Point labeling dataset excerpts
^^^^

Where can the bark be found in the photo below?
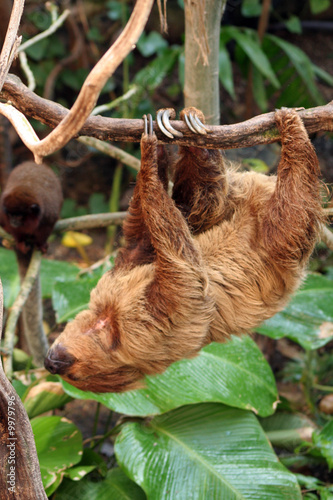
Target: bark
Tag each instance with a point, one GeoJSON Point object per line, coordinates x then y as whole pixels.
{"type": "Point", "coordinates": [258, 130]}
{"type": "Point", "coordinates": [19, 468]}
{"type": "Point", "coordinates": [202, 41]}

^^^^

— Work to complete —
In the copy, include no pictures; restate the listing above exactly.

— Correct response —
Where can the bark be found in the photo below?
Target: bark
Tag each instance with a point, one GeoJSON Point object per line, coordinates x then y as whole pixels.
{"type": "Point", "coordinates": [258, 130]}
{"type": "Point", "coordinates": [19, 468]}
{"type": "Point", "coordinates": [202, 41]}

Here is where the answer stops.